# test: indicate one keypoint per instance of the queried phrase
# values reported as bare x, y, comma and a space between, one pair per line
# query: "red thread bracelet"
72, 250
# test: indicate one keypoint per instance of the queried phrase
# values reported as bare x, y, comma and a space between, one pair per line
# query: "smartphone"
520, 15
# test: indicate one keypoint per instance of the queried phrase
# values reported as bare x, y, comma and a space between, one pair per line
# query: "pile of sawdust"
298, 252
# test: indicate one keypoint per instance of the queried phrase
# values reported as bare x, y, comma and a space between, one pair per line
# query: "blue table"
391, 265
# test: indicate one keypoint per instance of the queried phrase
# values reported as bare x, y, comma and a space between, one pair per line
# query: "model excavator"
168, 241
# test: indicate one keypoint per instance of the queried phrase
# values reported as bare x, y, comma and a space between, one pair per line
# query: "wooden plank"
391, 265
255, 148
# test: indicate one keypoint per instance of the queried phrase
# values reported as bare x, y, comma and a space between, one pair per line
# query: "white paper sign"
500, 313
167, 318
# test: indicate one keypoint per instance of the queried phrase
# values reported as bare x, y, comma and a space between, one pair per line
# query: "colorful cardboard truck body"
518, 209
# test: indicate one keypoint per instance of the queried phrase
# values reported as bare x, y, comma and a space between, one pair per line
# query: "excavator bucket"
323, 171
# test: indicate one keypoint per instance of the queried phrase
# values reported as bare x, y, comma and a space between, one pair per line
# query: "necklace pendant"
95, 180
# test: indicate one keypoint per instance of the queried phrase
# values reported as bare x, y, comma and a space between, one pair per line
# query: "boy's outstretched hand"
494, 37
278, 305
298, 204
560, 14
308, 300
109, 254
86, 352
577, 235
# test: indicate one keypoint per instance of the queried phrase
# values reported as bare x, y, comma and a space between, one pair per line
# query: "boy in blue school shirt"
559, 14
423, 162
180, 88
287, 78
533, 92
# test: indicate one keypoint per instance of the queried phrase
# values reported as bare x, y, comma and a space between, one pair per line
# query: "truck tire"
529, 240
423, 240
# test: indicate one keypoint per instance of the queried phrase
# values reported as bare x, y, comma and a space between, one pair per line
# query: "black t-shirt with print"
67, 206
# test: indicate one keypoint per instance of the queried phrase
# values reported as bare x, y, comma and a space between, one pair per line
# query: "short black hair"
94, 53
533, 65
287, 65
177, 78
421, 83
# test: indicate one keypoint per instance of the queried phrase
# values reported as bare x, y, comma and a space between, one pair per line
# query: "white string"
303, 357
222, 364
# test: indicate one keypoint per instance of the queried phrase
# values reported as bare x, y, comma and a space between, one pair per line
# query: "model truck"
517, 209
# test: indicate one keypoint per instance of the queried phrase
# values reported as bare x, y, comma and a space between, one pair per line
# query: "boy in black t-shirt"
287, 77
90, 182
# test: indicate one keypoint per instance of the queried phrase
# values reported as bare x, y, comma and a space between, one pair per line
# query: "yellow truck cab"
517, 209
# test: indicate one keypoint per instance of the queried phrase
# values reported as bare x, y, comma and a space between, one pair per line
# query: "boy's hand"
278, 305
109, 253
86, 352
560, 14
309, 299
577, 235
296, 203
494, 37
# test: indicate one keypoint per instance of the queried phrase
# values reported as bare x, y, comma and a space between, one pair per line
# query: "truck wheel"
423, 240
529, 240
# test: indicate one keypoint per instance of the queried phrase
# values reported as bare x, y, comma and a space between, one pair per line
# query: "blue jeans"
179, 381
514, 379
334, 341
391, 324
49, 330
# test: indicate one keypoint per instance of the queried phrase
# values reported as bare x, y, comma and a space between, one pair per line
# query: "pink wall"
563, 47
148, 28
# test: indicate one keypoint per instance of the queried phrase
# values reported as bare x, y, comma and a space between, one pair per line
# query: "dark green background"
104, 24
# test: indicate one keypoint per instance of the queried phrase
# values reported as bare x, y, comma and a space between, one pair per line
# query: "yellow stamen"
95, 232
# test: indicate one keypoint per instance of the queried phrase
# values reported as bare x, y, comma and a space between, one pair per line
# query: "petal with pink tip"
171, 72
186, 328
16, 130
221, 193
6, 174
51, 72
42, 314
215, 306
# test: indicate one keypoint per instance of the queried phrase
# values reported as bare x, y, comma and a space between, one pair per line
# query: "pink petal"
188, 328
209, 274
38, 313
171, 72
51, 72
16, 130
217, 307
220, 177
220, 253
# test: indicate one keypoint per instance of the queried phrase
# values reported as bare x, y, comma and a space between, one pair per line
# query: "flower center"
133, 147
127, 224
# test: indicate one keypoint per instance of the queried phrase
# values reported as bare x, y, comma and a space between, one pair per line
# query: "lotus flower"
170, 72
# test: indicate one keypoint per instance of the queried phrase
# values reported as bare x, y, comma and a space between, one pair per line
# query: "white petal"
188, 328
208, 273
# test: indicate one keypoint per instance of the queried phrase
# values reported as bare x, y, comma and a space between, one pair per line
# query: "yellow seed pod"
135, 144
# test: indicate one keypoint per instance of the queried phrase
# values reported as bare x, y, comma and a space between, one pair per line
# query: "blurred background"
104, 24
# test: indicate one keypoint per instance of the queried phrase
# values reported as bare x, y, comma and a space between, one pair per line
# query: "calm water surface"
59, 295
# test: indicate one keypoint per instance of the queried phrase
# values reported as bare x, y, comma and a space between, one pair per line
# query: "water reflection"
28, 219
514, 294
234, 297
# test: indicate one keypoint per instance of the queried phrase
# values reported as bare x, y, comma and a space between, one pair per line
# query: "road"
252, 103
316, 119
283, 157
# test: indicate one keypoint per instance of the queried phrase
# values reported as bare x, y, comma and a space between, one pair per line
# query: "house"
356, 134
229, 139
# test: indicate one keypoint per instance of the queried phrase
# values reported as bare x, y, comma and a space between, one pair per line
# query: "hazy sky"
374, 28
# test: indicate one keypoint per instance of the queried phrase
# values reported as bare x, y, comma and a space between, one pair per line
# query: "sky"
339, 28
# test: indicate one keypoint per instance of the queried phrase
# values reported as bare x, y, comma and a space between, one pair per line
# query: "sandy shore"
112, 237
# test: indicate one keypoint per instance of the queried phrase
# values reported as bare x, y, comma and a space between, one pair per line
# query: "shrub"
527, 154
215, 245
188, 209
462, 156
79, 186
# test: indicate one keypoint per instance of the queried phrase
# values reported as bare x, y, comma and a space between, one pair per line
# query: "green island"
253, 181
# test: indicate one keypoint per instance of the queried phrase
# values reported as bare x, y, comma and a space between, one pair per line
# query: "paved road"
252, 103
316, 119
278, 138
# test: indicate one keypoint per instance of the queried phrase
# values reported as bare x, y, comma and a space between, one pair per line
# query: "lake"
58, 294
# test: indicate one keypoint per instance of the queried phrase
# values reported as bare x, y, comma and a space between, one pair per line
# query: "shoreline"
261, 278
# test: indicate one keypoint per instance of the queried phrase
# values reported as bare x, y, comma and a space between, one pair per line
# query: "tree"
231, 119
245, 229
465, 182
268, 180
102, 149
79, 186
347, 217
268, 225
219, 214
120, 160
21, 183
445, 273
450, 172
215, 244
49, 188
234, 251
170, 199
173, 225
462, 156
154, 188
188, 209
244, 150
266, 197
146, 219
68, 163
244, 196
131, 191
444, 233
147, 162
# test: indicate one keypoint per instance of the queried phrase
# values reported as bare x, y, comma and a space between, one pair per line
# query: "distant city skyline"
· · · · ·
• Work to complete
All of the material above is to be retyped word for word.

• Answer box
# test: indicate one keypoint per instance of the queried phrase
# values reported as bare x, y, comma and a space between, one pair per line
# query: "red thread bracelet"
72, 250
# test: indicate one keypoint per instance of the queried phrase
# values reported as bare x, y, comma and a space between, one pair per line
# query: "smartphone"
520, 15
# test: indicate one keypoint per instance of the queried phrase
# values reported as bare x, y, comma and a space between, one pair per line
# query: "pile of sawdust"
298, 252
# test: indicate one keypoint per instance of the queried phrase
# values reported as bare x, y, comma and a space between, one pair per line
# query: "blue table"
391, 265
# test: indicate one keypoint per instance of the queried phrase
# values reported as bare x, y, comma and a space between, one pair per line
# query: "model excavator"
168, 241
# test: indicate one keypoint per instance of the queried phrase
# values reported as bare x, y, comma and a space between, one pair per line
# query: "wooden plank"
391, 265
255, 148
# test: indicate one keypoint per instance of the queried phrase
# values reported as bare x, y, comma and a space between, one pair per line
# query: "white paper sign"
500, 313
167, 318
# test: indicate one keypoint per instance of the queried phrase
# values reported as bare x, y, comma and a space between, one pair per line
# query: "colorful cardboard truck body"
518, 209
# test: indicate one keypoint per instance of the queried phrase
# values reported as bare x, y, comma and a space between, one pair per line
# query: "excavator bucket"
323, 171
# test: indicate one keypoint per instance of the queried phrase
# values reported as bare x, y, comma and a space between, one pair per line
# query: "necklace pendant"
95, 180
# test: indicate one keypoint per instance of the queried phrase
# values reported as bare x, y, comma and a space between, one pair per line
# query: "boy's outstretched hand"
494, 37
278, 305
298, 204
560, 14
308, 300
109, 254
86, 352
577, 235
# test: indicate one keypoint per instance of the queried phrase
# values reported as bare x, y, comma and a space between, one pair per line
# query: "boy in blue school shirt"
559, 14
423, 162
180, 88
287, 78
533, 92
# test: indicate one keypoint per instance of the queried phrase
# values reported as bare x, y, comma and a space between, one pair per line
# query: "truck tire"
529, 240
423, 240
# test: indicate one keypoint per instance of the queried phrase
# values reported as bare x, y, comma and a space between, one pair per line
# query: "black t-shirt with print"
67, 206
# test: indicate one keypoint per instance of the queried phrase
# values reported as bare x, y, comma and a space between, one pair per line
# query: "short black hair"
94, 53
533, 65
287, 65
177, 78
421, 83
# test: indicate one keypoint per instance of the queried phrase
# values reported as bare x, y, comma and a space between, one pair per line
# query: "white string"
303, 357
222, 364
# test: indicate one keypoint per instance of the queried phrase
# values reported as bare x, y, comma and a space between, one pair per line
# query: "model truck"
517, 209
# test: indicate one keypoint per instance of the queried phrase
# values reported as bare x, y, comma and a space between, one pair per line
# query: "boy in black t-shirt"
287, 77
90, 182
# test: indicate one keypoint per instance of the queried phrase
# values reported as bare x, y, comma and a space between, one pair per line
# query: "yellow truck cab"
517, 209
# test: indicate one keypoint per instance of the queried phrase
# values reported as bare x, y, comma and a space between, one pair per line
# query: "boy's hand"
278, 305
109, 253
86, 352
560, 14
309, 299
577, 235
296, 203
494, 37
# test: indicate one keypoint per instance of the queried phrase
# values reported as bare x, y, comma and a space between, one pair per line
# query: "truck wheel"
423, 240
529, 240
# test: indicate one keypoint per instance of the queried phrase
# values reported as bare x, y, comma and a space between, one pair per line
# query: "blue jeans"
179, 381
514, 379
334, 341
391, 324
49, 330
# test: indicate one keypoint per instance of the queried phrase
# values reported as bare x, y, comma and a space between, one pair per line
# query: "pink wall"
563, 47
148, 28
# test: indicate one keypoint per instance of the queried phrase
# values reported as bare x, y, comma and a space between, one pair per line
# query: "dark green background"
104, 24
# test: indicate one keypoint per instance of the queried phrase
# values reported as bare x, y, comma and a space between, one pair per line
# query: "yellow stamen"
95, 232
# test: indicate one keypoint per instance of the queried phrase
# values reported as bare x, y, comma and a space between, one pair per line
# query: "petal with pink tip"
171, 72
186, 328
16, 130
221, 193
6, 174
51, 72
42, 314
215, 306
# test: indicate one keypoint per instance of the queried phrase
# values reported as bare x, y, comma and a space between, one pair per line
# query: "pink petal"
188, 328
209, 274
38, 313
171, 72
51, 72
16, 130
217, 307
220, 177
220, 253
# test: indicate one keypoint per instance of the queried phrase
# values reported as bare x, y, comma and a space between, one pair per line
# query: "flower center"
133, 147
127, 224
# test: indicate one keypoint per instance of the queried phrase
# values reported as bare x, y, comma and a space between, one pair per line
# query: "lotus flower"
170, 72
# test: indicate one keypoint per instance of the queried phrase
# values reported as bare x, y, comma and a space between, one pair per line
# query: "white petal"
188, 328
208, 273
# test: indicate one keypoint per instance of the queried phrase
# values reported as bare x, y, comma and a space between, one pair per line
# query: "yellow seed pod"
135, 144
# test: indicate one keypoint per instance of the queried phrase
# values reported as bare x, y, comma and a space between, one pair per line
# query: "blurred background"
104, 24
# test: indicate one keypoint per instance of the queried phrase
# values reported as bare x, y, comma and a space between, one pair per line
# query: "calm water surface"
59, 295
# test: indicate one keypoint per instance of the queried phrase
# values reported as bare x, y, comma and a space between, one pair per line
# query: "water reflection"
28, 219
514, 294
234, 297
# test: indicate one keypoint per instance of the queried phrase
# values reported as bare x, y, comma and a space between, one pair per line
# query: "road"
252, 103
316, 119
283, 157
# test: indicate one keypoint per instance of the queried phrase
# values reported as bare x, y, comma and a space between, one pair per line
# query: "house"
356, 134
229, 139
# test: indicate one keypoint per instance of the queried phrase
# values reported as bare x, y, comma and a space between, one pair per line
# query: "hazy sky"
374, 28
# test: indicate one keypoint per instance of the queried phrase
# values reported as bare x, y, comma and a space between, one pair per line
# query: "sky"
339, 28
# test: indicate one keypoint per instance of the queried phrase
# values reported as bare x, y, comma and a space between, one pair per line
# query: "sandy shore"
112, 237
# test: indicate one keypoint per instance of the queried phrase
# values reported as bare x, y, comma and a space between, one pair per line
# query: "shrub"
527, 154
215, 245
188, 209
462, 156
79, 186
# test: indicate one keypoint per instance of the queried phrase
# values reported as bare x, y, comma and a space between, one pair per line
# query: "green island"
253, 181
# test: indicate one keypoint per instance of the queried phrase
# values reported as bare x, y, comma and a space between, one pair per line
# query: "paved road"
252, 103
316, 119
278, 138
# test: indicate one keypoint per instance of the queried phrase
# values reported as bare x, y, comma and a space between, one pair per line
# query: "lake"
58, 294
# test: indicate one keypoint per instance of the queried phrase
# values reported as bare x, y, comma and a space between, one pair per line
# query: "shoreline"
261, 278
# test: indicate one keypoint per instance of the queried phrase
# values reported as bare x, y, comma and a space between, one pair per line
# query: "tree"
231, 119
245, 229
465, 182
268, 180
102, 149
79, 186
347, 217
268, 225
219, 214
120, 160
21, 183
445, 273
450, 172
215, 244
49, 188
234, 251
170, 199
173, 225
462, 156
154, 188
188, 209
244, 150
266, 197
146, 219
68, 163
244, 196
131, 191
444, 233
147, 162
# test: indicate one keypoint per instance of the queried phrase
# values reported as bare x, y, comma and a space between, one pair per line
# query: "distant city skyline"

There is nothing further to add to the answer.